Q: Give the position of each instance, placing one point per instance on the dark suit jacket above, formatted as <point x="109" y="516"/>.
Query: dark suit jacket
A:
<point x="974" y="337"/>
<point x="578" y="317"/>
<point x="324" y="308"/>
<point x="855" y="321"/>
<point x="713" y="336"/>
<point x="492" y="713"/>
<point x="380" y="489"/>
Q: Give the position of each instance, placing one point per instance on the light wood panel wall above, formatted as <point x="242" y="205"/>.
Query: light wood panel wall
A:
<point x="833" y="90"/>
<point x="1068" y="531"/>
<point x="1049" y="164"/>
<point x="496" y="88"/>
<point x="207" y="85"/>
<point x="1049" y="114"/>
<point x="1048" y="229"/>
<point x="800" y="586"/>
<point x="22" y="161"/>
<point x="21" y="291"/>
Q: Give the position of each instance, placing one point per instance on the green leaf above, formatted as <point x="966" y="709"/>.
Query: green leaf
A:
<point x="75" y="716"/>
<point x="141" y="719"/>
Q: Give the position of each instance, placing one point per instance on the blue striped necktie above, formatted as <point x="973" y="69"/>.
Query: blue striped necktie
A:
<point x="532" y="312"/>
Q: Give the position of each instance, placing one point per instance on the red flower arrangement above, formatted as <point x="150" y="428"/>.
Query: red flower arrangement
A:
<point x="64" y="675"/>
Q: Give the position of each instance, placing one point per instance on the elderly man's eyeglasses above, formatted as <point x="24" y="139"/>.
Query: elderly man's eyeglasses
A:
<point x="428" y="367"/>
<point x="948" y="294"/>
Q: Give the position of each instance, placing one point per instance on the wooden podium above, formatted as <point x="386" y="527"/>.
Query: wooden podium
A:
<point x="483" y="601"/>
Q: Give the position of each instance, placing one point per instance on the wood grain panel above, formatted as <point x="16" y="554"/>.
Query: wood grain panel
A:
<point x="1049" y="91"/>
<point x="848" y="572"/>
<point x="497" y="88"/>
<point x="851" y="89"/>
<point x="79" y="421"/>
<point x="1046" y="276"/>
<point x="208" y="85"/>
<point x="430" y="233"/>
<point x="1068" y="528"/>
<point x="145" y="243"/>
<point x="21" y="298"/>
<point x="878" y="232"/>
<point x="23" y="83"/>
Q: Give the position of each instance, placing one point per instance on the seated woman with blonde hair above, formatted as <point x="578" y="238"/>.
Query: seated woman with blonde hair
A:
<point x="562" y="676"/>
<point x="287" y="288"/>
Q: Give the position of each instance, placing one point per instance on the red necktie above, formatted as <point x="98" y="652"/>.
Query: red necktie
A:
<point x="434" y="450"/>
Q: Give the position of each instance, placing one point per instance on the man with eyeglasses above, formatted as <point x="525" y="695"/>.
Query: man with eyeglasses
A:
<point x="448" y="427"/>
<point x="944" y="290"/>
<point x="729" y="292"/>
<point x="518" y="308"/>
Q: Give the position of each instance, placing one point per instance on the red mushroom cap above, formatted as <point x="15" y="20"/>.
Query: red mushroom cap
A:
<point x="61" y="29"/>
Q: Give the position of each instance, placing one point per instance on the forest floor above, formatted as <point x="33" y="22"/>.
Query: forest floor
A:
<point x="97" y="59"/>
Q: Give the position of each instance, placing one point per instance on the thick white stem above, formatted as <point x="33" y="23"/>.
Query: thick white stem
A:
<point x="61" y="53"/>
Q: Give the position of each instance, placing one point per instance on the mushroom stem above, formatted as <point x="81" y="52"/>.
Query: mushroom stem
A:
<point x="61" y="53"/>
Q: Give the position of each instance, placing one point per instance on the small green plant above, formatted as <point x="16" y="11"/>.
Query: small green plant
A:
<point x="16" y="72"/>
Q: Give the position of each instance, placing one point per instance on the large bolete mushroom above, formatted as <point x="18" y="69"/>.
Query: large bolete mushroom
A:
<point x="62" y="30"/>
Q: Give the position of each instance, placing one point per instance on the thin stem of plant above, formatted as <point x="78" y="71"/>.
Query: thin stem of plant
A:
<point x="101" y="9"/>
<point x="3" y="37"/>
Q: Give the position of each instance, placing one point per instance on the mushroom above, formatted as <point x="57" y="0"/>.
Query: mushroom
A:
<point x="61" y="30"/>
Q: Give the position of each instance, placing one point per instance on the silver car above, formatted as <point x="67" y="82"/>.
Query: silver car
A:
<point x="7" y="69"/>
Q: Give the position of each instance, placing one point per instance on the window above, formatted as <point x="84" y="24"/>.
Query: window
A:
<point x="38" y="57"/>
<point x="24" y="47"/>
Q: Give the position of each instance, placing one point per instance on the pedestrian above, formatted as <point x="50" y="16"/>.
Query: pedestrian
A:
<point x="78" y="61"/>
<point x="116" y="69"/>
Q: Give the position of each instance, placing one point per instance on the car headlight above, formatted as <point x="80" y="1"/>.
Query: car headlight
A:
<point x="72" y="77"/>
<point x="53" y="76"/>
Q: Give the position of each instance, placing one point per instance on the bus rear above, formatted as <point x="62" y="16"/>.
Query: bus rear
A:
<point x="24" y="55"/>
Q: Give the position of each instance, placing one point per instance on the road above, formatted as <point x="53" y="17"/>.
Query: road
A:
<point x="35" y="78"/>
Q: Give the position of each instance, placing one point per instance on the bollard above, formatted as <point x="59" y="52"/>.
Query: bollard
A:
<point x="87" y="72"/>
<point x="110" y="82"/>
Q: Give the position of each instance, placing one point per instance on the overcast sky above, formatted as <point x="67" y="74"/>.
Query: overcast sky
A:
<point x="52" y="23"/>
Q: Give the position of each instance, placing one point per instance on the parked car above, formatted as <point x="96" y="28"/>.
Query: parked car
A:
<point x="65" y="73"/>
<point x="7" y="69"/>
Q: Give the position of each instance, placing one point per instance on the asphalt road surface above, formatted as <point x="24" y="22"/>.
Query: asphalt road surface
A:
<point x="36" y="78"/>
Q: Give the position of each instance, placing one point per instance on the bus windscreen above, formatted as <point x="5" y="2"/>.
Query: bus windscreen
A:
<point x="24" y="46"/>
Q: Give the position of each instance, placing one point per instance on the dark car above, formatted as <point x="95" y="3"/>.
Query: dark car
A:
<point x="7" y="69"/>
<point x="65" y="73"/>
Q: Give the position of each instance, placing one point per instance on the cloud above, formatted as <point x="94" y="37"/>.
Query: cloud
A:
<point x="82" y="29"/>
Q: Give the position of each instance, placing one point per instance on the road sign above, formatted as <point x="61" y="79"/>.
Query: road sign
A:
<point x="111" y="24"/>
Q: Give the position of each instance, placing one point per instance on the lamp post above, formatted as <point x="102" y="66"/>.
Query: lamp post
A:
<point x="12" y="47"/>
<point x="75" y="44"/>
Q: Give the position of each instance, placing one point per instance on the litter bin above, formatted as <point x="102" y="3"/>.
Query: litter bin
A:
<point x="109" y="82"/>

⁂

## Short exercise
Return all of the records above verbatim, in their original order and without any alteration.

## Completed task
Q: Give the position of each instance, placing one point per instance on the dark suit jacket above, formatted as <point x="109" y="516"/>.
Query: dark suit jacket
A:
<point x="974" y="337"/>
<point x="578" y="317"/>
<point x="324" y="308"/>
<point x="855" y="321"/>
<point x="713" y="336"/>
<point x="492" y="713"/>
<point x="380" y="489"/>
Q: Give the position of each instance, placing one point per instance on the light wood panel wall above, formatted as <point x="242" y="205"/>.
Query: light wood panel wall
A:
<point x="833" y="90"/>
<point x="1068" y="531"/>
<point x="1049" y="164"/>
<point x="496" y="88"/>
<point x="207" y="85"/>
<point x="1049" y="114"/>
<point x="1048" y="229"/>
<point x="800" y="586"/>
<point x="22" y="161"/>
<point x="21" y="291"/>
Q: Give the position of each instance, placing one point per instance on the green leaf above, formatted as <point x="966" y="709"/>.
Query: green leaf
A:
<point x="75" y="716"/>
<point x="141" y="719"/>
Q: Give the position of each instance, placing one point per instance on the blue striped necktie above, formatted as <point x="973" y="69"/>.
Query: blue striped necktie
A:
<point x="532" y="312"/>
Q: Give the position of each instance, placing one point per instance on the red flower arrangement above, formatted as <point x="150" y="428"/>.
Query: red flower arrangement
A:
<point x="64" y="675"/>
Q: Give the position of each instance, placing one point per instance on the elderly man's eyeglasses above, formatted as <point x="24" y="139"/>.
Query: elderly man's eyeglasses
A:
<point x="428" y="367"/>
<point x="948" y="294"/>
Q: Give the position of each instance, placing one point per instance on the wooden podium above, formatted as <point x="386" y="527"/>.
Query: wooden podium
A:
<point x="483" y="601"/>
Q: Give the position of each instance, placing one point per instance on the wood grain panel above, formatted as <point x="16" y="554"/>.
Query: wood grain panel
A:
<point x="1049" y="91"/>
<point x="848" y="572"/>
<point x="497" y="88"/>
<point x="851" y="89"/>
<point x="79" y="421"/>
<point x="1046" y="276"/>
<point x="208" y="85"/>
<point x="430" y="233"/>
<point x="1068" y="528"/>
<point x="145" y="243"/>
<point x="21" y="298"/>
<point x="878" y="232"/>
<point x="23" y="83"/>
Q: Give the position of each instance, placing one point per instance on the seated woman with blonde hair above, formatted as <point x="578" y="238"/>.
Query: seated woman with blonde hair
A:
<point x="562" y="676"/>
<point x="287" y="288"/>
Q: Give the position of each instance, placing one point per instance on the red necktie above, formatted as <point x="98" y="652"/>.
Query: red necktie
A:
<point x="434" y="450"/>
Q: Give the position of each instance, placing one point per instance on the man with eyeglasses above, formatted as <point x="525" y="695"/>.
Query: man with eyeglasses
A:
<point x="448" y="427"/>
<point x="944" y="290"/>
<point x="729" y="292"/>
<point x="518" y="308"/>
Q: Give the position of each instance, placing one point per instance on the red mushroom cap above, formatted as <point x="15" y="20"/>.
Query: red mushroom cap
A:
<point x="61" y="29"/>
Q: Give the position of each instance, placing one point per instance on the forest floor above, formatted as <point x="33" y="22"/>.
Query: forest floor
A:
<point x="97" y="59"/>
Q: Give the position of each instance, placing one point per instance on the thick white stem above, formatted as <point x="33" y="23"/>.
Query: thick white stem
A:
<point x="61" y="53"/>
Q: Give the position of each instance, placing one point per instance on the mushroom stem above, formatted as <point x="81" y="52"/>.
Query: mushroom stem
A:
<point x="61" y="53"/>
Q: Give the position of each instance, placing one point per instance on the small green plant above, formatted as <point x="16" y="11"/>.
Query: small green plant
A:
<point x="16" y="72"/>
Q: Give the position of each instance, placing one point per instance on the large bolete mushroom above, formatted as <point x="18" y="69"/>.
Query: large bolete mushroom
A:
<point x="62" y="30"/>
Q: Give the position of each instance, placing one point per instance on the thin stem of plant above, formatted as <point x="78" y="71"/>.
Query: thin stem of plant
A:
<point x="101" y="9"/>
<point x="3" y="37"/>
Q: Give the position of each instance, placing one point per instance on the mushroom above, formatted as <point x="57" y="0"/>.
Query: mushroom
A:
<point x="61" y="30"/>
Q: Give the position of each instance, placing one point per instance on the silver car above, formatted as <point x="67" y="82"/>.
Query: silver car
A:
<point x="7" y="69"/>
Q: Give the position of each instance, placing one point per instance on the window above, formatted as <point x="84" y="24"/>.
Query: window
A:
<point x="38" y="57"/>
<point x="24" y="47"/>
Q: Give the position of each instance, placing one point per instance on the pedestrian above, formatted as <point x="50" y="16"/>.
Query: pedestrian
A:
<point x="78" y="61"/>
<point x="116" y="69"/>
Q: Give the position of each instance, placing one point per instance on the car headlight above, formatted as <point x="80" y="1"/>.
Query: car headlight
A:
<point x="72" y="77"/>
<point x="53" y="76"/>
Q: Give the position of each instance, placing one point per instance on the bus rear above, formatted as <point x="62" y="16"/>.
Query: bus rear
A:
<point x="24" y="55"/>
Q: Give the position of each instance, placing one point per instance on the road above, formatted as <point x="53" y="17"/>.
Query: road
A:
<point x="35" y="78"/>
Q: Give the position of each instance, placing one point per instance on the bollard above, formatted as <point x="59" y="52"/>.
Query: bollard
A:
<point x="87" y="72"/>
<point x="110" y="82"/>
Q: Give the position of each instance, placing one point per instance on the overcast sky above, formatted as <point x="67" y="74"/>.
Query: overcast sky
A:
<point x="52" y="23"/>
Q: Give the position of each instance, placing one point per instance on the parked car above, formatted as <point x="96" y="28"/>.
Query: parked car
A:
<point x="65" y="73"/>
<point x="7" y="69"/>
Q: Give the position of each instance, placing one point per instance on the asphalt road surface above, formatted as <point x="24" y="22"/>.
Query: asphalt road surface
A:
<point x="36" y="78"/>
Q: Give the position of each instance, placing one point per instance on the bus windscreen above, formatted as <point x="5" y="2"/>.
Query: bus windscreen
A:
<point x="24" y="46"/>
Q: Give the position of each instance, placing one point per instance on the dark car above, formatted as <point x="95" y="3"/>.
Query: dark car
A:
<point x="7" y="69"/>
<point x="65" y="73"/>
Q: Give the position of each instance, placing one point per instance on the cloud above, formatted as <point x="94" y="37"/>.
Query: cloud
A:
<point x="82" y="29"/>
Q: Give the position of each instance, placing one point per instance on the road sign above, formatted as <point x="61" y="79"/>.
Query: road sign
A:
<point x="111" y="24"/>
Q: Give the position of each instance, placing one point per instance on the lamp post above, formatted as <point x="102" y="66"/>.
Query: lamp post
A:
<point x="12" y="47"/>
<point x="75" y="44"/>
Q: Give the position of each instance, placing one point per instance on the litter bin above, formatted as <point x="102" y="3"/>.
Query: litter bin
A:
<point x="109" y="82"/>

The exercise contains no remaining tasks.